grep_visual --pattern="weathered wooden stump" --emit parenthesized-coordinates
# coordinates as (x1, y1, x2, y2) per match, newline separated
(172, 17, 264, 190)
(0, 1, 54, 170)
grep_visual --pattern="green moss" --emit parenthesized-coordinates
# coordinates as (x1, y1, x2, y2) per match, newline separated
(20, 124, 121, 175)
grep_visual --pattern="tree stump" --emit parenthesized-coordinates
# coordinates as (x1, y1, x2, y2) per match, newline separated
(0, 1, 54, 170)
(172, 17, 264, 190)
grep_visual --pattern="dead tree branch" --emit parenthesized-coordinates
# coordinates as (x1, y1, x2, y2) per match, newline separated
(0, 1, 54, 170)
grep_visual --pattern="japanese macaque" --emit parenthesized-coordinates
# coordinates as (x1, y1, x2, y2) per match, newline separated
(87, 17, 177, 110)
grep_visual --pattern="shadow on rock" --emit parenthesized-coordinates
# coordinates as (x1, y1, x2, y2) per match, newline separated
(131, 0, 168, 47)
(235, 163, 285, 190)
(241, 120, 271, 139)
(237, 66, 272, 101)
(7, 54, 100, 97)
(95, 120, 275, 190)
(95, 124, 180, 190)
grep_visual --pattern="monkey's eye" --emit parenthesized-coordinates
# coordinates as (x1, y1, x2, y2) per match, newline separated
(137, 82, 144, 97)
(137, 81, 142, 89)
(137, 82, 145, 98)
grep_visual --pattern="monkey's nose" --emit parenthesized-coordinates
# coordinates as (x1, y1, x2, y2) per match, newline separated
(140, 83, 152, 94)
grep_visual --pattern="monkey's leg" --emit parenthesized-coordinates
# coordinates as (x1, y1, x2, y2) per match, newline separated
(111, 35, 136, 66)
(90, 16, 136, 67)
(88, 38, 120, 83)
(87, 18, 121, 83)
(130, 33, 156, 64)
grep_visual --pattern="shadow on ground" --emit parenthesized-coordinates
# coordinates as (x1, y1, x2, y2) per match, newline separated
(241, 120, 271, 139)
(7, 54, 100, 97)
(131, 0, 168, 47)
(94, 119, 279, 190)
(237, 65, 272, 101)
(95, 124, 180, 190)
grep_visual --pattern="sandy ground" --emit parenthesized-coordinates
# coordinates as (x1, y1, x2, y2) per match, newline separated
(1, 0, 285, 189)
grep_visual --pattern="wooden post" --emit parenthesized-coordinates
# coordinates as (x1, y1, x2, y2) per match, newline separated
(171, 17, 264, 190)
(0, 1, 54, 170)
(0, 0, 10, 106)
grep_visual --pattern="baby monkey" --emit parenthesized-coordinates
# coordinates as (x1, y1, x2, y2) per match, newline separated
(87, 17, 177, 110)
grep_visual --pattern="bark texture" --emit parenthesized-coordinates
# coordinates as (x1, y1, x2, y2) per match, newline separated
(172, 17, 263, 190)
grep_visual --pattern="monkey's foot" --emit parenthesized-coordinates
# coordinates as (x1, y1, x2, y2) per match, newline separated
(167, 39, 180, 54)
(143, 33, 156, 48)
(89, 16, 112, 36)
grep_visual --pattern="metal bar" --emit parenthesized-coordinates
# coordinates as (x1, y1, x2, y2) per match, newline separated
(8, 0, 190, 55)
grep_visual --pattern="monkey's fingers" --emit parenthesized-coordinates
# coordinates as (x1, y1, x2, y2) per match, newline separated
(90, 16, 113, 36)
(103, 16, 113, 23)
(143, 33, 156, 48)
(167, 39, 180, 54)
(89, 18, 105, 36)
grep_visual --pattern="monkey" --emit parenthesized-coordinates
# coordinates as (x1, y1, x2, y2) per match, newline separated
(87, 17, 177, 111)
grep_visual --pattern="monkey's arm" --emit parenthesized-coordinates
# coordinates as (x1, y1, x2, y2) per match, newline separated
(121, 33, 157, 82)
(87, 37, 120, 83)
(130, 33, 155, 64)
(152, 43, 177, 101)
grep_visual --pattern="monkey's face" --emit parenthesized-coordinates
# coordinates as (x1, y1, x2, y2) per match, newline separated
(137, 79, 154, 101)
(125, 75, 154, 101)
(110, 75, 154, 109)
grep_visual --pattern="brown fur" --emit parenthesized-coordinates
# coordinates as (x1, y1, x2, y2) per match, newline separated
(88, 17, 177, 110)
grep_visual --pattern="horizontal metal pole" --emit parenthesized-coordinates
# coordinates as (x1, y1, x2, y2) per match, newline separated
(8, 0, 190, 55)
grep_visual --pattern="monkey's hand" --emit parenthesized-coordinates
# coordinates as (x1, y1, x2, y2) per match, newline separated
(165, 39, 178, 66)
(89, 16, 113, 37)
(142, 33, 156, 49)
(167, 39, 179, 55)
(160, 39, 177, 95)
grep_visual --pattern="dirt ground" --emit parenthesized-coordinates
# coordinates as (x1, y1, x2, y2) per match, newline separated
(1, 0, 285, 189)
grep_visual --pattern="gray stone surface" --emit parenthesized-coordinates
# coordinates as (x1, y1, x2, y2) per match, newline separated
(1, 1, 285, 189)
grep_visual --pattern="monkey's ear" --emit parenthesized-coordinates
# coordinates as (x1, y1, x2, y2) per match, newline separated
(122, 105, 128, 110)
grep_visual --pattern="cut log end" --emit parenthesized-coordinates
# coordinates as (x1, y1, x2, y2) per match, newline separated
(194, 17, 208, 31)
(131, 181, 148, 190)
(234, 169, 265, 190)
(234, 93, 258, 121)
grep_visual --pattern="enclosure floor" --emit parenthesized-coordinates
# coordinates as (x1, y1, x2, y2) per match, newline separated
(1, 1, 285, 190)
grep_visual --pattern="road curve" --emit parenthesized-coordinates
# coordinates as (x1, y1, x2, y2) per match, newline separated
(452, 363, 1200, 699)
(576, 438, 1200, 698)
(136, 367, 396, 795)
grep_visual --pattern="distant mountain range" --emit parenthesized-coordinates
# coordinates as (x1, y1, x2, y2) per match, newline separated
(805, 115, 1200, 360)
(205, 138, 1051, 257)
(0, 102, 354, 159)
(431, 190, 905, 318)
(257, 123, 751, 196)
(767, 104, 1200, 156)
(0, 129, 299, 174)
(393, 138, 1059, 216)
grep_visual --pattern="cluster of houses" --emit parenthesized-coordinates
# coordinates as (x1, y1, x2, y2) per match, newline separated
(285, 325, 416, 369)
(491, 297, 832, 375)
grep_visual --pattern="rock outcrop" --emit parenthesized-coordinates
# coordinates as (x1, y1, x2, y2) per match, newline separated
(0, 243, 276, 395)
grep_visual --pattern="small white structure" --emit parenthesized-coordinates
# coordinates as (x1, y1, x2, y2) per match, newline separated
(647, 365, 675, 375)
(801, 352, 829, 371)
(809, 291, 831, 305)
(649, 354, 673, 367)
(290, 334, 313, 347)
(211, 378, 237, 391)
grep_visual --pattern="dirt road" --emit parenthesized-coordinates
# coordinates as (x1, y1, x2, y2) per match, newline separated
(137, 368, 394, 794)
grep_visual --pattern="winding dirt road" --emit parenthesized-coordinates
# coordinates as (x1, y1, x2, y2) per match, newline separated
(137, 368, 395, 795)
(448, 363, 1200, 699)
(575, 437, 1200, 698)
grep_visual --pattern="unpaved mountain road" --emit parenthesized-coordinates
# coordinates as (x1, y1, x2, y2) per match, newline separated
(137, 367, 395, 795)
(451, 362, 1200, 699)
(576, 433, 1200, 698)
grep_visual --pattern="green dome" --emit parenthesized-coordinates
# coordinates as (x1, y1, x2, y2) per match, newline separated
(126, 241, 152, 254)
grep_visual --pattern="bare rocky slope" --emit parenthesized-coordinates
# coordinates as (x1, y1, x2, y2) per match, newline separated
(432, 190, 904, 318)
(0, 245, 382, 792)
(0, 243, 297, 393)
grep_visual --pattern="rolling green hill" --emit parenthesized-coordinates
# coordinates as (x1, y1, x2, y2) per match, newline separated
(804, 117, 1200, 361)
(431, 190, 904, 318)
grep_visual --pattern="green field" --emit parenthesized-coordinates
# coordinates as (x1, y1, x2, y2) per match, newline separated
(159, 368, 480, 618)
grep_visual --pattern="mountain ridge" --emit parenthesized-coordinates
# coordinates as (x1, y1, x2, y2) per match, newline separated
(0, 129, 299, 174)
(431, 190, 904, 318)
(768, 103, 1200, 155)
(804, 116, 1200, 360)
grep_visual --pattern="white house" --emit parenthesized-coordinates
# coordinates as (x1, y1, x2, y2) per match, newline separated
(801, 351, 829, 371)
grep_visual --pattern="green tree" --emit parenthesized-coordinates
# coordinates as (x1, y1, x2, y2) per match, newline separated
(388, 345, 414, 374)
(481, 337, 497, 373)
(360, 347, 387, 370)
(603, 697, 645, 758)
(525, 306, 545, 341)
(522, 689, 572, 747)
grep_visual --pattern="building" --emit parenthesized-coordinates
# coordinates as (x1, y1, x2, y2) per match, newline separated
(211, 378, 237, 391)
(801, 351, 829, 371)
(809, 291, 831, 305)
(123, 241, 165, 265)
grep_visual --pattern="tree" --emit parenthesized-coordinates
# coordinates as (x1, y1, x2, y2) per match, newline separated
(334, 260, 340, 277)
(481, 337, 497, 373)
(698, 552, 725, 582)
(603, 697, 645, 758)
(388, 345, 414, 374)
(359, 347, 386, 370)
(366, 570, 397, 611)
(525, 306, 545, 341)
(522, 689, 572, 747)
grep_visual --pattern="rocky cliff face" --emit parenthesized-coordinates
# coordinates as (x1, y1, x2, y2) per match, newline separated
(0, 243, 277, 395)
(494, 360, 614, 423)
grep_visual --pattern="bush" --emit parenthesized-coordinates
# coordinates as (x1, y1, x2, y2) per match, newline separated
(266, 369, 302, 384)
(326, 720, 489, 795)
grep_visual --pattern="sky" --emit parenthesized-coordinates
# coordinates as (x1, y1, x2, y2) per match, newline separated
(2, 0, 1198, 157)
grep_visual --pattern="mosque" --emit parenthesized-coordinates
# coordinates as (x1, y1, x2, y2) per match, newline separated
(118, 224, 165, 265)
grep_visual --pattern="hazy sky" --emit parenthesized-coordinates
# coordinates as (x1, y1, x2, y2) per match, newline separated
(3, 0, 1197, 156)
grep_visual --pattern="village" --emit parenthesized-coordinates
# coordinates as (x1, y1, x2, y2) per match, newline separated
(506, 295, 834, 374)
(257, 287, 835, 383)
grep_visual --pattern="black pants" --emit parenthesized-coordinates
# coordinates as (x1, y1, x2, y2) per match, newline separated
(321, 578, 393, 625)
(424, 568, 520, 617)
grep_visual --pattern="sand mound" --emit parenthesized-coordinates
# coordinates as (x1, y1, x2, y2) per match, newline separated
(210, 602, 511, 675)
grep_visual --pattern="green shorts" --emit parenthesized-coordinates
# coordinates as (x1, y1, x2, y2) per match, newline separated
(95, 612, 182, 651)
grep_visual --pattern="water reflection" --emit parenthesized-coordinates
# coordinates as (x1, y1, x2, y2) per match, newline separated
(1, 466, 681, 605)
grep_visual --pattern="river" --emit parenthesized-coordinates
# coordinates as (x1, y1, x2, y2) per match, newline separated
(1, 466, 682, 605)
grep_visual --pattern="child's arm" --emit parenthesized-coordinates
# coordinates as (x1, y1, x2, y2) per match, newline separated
- - - - -
A single figure is the whole answer: the number of lines in the listing that contain the word "ground".

Output below »
3